## Exercise
Where the line with "task: outline the **water**" appears below, start writing out lines exactly, and finish with the line with "Provide the mask of every instance of the **water**", which is included; write out nothing else.

## Source records
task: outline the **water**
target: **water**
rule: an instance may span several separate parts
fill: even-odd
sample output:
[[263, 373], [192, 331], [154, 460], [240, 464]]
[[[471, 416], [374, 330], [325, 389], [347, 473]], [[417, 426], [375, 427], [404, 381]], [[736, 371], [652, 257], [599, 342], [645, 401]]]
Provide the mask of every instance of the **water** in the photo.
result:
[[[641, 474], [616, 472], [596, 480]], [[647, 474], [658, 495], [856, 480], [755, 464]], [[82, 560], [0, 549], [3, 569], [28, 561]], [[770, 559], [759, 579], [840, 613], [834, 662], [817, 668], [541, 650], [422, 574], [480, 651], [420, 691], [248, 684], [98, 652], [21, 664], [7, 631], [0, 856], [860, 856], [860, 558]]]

* * *

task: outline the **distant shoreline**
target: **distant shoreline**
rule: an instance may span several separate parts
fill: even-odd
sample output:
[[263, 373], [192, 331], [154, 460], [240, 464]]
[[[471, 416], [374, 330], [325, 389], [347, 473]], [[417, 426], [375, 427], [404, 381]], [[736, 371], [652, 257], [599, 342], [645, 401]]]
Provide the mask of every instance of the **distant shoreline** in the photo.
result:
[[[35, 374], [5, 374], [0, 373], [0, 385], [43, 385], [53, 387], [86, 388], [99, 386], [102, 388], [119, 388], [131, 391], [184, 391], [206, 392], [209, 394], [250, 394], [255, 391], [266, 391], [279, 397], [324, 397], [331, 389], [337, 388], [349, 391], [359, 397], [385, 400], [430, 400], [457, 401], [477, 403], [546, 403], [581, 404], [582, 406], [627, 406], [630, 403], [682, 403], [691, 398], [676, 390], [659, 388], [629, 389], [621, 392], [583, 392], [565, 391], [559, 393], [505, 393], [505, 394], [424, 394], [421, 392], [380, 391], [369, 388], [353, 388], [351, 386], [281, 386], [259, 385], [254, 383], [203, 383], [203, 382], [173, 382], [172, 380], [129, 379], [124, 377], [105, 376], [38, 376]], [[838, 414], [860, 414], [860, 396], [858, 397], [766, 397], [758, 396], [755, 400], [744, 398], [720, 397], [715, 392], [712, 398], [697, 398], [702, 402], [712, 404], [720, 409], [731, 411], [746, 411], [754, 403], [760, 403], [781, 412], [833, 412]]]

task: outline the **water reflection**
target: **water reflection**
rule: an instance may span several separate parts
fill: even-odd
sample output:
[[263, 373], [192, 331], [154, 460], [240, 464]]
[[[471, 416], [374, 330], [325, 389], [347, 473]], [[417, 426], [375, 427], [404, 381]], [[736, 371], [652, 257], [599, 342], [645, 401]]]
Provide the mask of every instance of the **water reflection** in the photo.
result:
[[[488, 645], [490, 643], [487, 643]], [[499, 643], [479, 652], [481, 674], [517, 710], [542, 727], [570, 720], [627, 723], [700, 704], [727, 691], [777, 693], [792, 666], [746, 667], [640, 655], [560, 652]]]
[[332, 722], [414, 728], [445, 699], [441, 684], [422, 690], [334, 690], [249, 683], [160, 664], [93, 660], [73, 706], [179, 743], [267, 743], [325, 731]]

* * *

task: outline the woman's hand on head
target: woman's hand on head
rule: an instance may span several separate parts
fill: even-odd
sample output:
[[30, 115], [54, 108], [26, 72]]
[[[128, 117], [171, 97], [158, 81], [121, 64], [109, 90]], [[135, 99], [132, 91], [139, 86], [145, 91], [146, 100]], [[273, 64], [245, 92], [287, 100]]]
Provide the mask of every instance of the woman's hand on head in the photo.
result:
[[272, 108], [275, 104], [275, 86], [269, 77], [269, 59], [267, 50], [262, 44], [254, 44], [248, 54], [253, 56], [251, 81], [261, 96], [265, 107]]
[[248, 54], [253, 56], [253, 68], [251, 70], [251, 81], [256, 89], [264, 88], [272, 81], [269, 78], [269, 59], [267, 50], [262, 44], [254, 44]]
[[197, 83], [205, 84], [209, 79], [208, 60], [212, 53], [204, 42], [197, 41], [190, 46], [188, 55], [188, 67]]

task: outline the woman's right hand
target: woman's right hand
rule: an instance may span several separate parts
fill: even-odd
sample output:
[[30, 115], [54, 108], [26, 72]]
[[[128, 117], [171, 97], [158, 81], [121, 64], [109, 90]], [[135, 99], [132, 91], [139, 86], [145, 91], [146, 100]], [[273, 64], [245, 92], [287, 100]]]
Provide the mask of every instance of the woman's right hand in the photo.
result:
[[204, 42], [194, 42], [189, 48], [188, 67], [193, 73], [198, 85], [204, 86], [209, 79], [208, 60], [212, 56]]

## Answer area
task: outline the **water**
target: **water**
rule: an instance may span several separate parts
fill: even-odd
sample output:
[[263, 373], [192, 331], [154, 460], [240, 464]]
[[[471, 416], [374, 330], [325, 389], [347, 473]], [[417, 426], [375, 427], [404, 381]], [[736, 371], [652, 257], [599, 342], [645, 401]]]
Provide the mask of every instance of the **water** in the photo.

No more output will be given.